▸ SUPPLIED ENTRIES:
+ + + + + + +

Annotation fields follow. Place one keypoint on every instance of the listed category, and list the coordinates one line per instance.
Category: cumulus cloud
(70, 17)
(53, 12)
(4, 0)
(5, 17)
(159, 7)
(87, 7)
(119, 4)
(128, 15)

+ + + + + + +

▸ EXERCISE: With nothing added or dropped, write out the listing again.

▸ WRITTEN ANSWER:
Annotation fields follow. Place one keypoint on every instance of the listed category, and list the coordinates one line per instance.
Category: cumulus cloud
(70, 17)
(53, 12)
(4, 0)
(5, 17)
(159, 7)
(87, 7)
(119, 4)
(128, 15)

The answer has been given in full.